Ma se nell'Alto Garda (con la discarica della Maza e il depuratore del Linfano) il livello di attenzione si è alzato, non da meno è Rovereto dove una concentrazione di Pfas è stata individuata in zona industriale ed in particolare nell'area ex Gallox. Che, per altro, attende da anni la bonifica. E se la concentrazione di Pfas non è tale da costituire, secondo le tabelle ministeriali e le rassicurazioni degli amministratori pubblici, un pericolo immediato per la popolazione, la questione non va sottovalutata tanto che nella " proroga dell'efficacia della valutazione positiva di impatto ambientale del Navicello" la giunta Fugatti ha indicato specifiche direttive in merito al monitoraggio di questi inquinanti.
L'impianto di trattamento dei fanghi proposto dalla società Ladurner messo in funzione nel 2021 «si è bloccato dopo pochi mesi a causa di un guasto e non è stato più rimesso in funzione nel corsoi di questi anni in quanto già nel breve periodo di funzionamento era emersa la necessità di effettuare diverse modifiche». A luglio dello scorso anno la Ladurner ha presentato richiesta di proroga per completare le opere motivandola con una serie di elementi. Proroga concessa dalla Provincia integrandola con la necessità di prevedere il monitoraggio proprio con la necessità di stabilire costanti analisi sulla concentrazione di Pfas.
Perché ci sono i Pfas al depuratore di Rovereto
Come mai si ordinano controlli Pfas al depuratore? Lo spiegava molto bene, pochi mesi fa, un articolo di Andrea Tomasi sul giornale «il Nuovo Trentino».

## COMPITI
• A. Rispondi alle seguenti domande sull'estratto sui Pfas.
(i) In quale area della zona industriale di Rovereto è stata individuata una concentrazione di Pfas?
(ii) In che anno è stato messo in funzione l'impianto di trattamento dei fanghi proposto dalla società Ladurner?
(iii) Su quale giornale è uscito l'articolo di Andrea Tomasi citato nell'estratto?
• B. Riproduci senza alcuna modifica il passo dell'estratto sui Pfas che va da «L'impianto di trattamento» fino a «concentrazione di Pfas.».

## DATI FORNITI
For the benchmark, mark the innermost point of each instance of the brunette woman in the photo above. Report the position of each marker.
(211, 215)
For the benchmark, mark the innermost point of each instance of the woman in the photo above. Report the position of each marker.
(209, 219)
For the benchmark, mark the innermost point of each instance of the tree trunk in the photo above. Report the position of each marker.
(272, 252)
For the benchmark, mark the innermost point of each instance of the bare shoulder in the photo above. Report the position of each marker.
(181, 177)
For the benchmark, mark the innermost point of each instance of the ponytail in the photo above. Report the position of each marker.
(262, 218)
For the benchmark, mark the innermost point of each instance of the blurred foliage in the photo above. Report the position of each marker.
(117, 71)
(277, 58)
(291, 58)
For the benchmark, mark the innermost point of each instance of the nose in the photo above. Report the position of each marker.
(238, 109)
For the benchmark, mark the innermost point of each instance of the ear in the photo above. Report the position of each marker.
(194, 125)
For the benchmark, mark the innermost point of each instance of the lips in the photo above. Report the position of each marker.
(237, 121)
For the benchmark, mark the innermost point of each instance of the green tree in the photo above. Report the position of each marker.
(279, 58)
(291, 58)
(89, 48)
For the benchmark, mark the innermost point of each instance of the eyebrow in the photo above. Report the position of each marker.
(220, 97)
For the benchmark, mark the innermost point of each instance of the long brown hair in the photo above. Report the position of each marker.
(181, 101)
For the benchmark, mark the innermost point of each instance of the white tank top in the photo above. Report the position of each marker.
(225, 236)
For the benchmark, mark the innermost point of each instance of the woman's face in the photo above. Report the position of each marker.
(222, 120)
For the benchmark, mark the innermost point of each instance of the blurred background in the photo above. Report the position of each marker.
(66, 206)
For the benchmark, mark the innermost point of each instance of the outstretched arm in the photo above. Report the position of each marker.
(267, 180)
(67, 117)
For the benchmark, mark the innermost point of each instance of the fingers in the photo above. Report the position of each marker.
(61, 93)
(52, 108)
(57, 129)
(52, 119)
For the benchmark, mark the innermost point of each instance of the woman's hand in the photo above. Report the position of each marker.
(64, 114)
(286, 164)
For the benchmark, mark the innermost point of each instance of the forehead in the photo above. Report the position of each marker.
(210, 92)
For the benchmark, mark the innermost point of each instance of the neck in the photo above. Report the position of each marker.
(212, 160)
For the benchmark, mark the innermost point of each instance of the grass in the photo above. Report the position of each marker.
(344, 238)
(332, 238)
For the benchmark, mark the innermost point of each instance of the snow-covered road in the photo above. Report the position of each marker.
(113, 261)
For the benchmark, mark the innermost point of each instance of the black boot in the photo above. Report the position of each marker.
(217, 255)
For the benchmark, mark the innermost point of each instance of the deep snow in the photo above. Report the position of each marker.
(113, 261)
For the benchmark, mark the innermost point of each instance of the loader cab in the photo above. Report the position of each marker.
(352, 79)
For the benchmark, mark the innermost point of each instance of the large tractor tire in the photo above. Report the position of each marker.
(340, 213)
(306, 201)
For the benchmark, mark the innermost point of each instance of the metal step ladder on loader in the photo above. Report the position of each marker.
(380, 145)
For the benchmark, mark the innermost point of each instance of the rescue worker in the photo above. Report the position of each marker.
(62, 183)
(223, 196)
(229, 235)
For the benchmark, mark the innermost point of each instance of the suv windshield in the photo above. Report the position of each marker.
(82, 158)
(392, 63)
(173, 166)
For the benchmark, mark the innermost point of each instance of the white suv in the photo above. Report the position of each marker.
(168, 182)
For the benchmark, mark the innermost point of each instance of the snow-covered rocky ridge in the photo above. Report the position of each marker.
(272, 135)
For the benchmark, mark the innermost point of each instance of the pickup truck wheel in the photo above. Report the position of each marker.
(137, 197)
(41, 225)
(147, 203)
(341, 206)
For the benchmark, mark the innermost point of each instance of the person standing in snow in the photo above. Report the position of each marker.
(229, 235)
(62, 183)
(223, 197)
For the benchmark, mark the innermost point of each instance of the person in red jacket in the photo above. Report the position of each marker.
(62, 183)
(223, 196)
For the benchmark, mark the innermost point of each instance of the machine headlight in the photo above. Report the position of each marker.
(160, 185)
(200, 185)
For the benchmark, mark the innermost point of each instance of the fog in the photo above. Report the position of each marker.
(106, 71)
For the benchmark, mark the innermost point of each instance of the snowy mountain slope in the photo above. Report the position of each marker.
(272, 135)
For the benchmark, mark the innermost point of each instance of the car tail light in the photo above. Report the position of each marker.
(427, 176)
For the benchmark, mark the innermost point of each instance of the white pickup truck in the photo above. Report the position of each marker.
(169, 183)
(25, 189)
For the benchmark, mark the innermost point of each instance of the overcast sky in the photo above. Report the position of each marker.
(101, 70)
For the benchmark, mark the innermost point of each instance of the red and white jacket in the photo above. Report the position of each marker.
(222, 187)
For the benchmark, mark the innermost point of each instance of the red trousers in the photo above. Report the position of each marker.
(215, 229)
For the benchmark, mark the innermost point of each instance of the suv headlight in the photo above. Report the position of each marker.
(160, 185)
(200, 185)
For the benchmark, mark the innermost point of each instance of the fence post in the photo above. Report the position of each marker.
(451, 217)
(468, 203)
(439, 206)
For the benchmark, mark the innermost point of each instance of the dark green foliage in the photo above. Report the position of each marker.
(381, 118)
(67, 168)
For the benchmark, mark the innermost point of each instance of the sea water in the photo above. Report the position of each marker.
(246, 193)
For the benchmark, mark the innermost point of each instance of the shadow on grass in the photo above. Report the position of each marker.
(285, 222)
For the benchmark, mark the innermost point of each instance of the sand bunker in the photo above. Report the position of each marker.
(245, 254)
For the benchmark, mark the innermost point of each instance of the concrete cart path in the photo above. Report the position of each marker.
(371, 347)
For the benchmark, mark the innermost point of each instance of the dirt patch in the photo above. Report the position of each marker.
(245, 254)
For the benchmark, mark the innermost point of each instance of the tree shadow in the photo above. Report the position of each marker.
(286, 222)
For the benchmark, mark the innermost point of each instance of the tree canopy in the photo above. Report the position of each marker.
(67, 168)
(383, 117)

## RISPOSTE PER COMPITO
• A.
(i) Nell'area ex Gallox.
(ii) Nel 2021.
(iii) Su «il Nuovo Trentino».

• B.
L'impianto di trattamento dei fanghi proposto dalla società Ladurner messo in funzione nel 2021 «si è bloccato dopo pochi mesi a causa di un guasto e non è stato più rimesso in funzione nel corsoi di questi anni in quanto già nel breve periodo di funzionamento era emersa la necessità di effettuare diverse modifiche». A luglio dello scorso anno la Ladurner ha presentato richiesta di proroga per completare le opere motivandola con una serie di elementi. Proroga concessa dalla Provincia integrandola con la necessità di prevedere il monitoraggio proprio con la necessità di stabilire costanti analisi sulla concentrazione di Pfas.